Explore the material:
• 1. Do these statements agree with the article on hypertension and cancer? For each, answer yes or no and quote the article's deciding words. (a) The paper was selected as one of the best abstracts from the meeting. (b) Mieke Van Hemelrijck described the risk estimates as large. (c) Per Hall said oncologists should consider treating conditions such as hypertension.
• 2. Return, word for word, the part of the article on hypertension and cancer that runs from "A large study" down to "men, not women.".

Excerpt provided:
• • • •
A large study has found that hypertension is associated with an increased risk for cancer death, and that hypertension increases the risk of developing cancer — although the latter effect reached statistical significant only in men, not women.
“The relative and absolute risk estimates were rather modest,” said lead researcher Mieke Van Hemelrijck, PhD, from the cancer epidemiology group at King’s College London, United Kingdom.
“This is important from a public health perspective, since a large proportion of the population in many western countries suffers from hypertension,” she told delegates at a presidential session here at the 2011 European Multidisciplinary Cancer Congress. The paper was chosen as one of the best abstracts from the meeting.
One of the implications of this finding is the opportunity it offers for intervention, said Per Hall, MD, PhD, medical oncologist and professor of epidemiology at the Karolinksa Institute in Stockholm, Sweden, who acted as discussant for the paper.
“Primary prevention strategies developed by cardiologists have the potential to lower the risk of cancer,” Dr. Hall explained.
For oncologists, this highlights the need for a more holistic approach, he continued. Oncologists must learn to think beyond cancer therapy and consider treatment of the whole person, including conditions such as hypertension and cardiovascular disease, he said. “If we look for other things also, it would definitely improve overall survival,” he added.
• • • •
Given entries:
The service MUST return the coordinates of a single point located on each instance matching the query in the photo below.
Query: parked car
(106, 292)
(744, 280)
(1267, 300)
• • • •
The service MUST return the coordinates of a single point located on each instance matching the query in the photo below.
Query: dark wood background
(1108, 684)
• • • •
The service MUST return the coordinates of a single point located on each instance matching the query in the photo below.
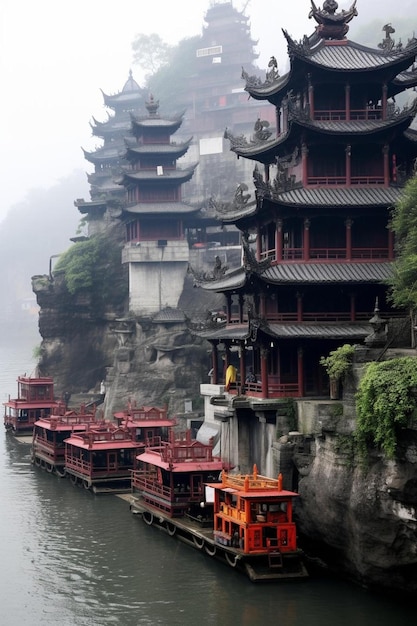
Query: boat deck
• • • •
Responses:
• 1.
(a) Yes: "The paper was chosen as one of the best abstracts from the meeting."
(b) No: "The relative and absolute risk estimates were rather modest"
(c) Yes: "consider treatment of the whole person, including conditions such as hypertension and cardiovascular disease"

• 2.
A large study has found that hypertension is associated with an increased risk for cancer death, and that hypertension increases the risk of developing cancer — although the latter effect reached statistical significant only in men, not women.